[Point localization data]
BEGIN

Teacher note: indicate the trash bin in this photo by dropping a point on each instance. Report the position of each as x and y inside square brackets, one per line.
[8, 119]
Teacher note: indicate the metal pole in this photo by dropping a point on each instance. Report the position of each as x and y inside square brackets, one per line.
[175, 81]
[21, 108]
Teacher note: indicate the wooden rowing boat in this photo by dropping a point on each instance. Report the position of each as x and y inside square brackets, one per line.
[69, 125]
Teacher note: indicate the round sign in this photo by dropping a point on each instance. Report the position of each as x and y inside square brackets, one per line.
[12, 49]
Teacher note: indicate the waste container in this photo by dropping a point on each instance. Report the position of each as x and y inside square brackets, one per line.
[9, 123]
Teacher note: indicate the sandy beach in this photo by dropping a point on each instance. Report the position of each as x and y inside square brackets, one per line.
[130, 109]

END

Would you please copy every line of the data exactly?

Teacher note: indicate the trash bin in this photo by dropping a point on each instance. Report the position of each as x and y inside square brackets, one per line.
[8, 119]
Teacher note: indicate the metal pole in this photo by dropping a point on each instance. Report the position of each as x and y inside square brackets, one per line.
[175, 81]
[21, 108]
Teacher note: indicate the wooden rowing boat in this photo by dropping a point on each instance. Report the position of each as x and y inside square brackets, one per line.
[69, 125]
Teacher note: indicate the round sign in this photo by dropping a point on each instance. Report the position of each as x and y inside square brackets, one per line.
[12, 49]
Teacher note: indicate the waste container in this photo by dropping a point on each instance. Report the position of each as x and y inside square brackets, one per line.
[9, 123]
Teacher note: indicate the sandy beach in this photo by dropping a point on each instance. Report the position of each as x and y inside square brackets, one per line.
[130, 109]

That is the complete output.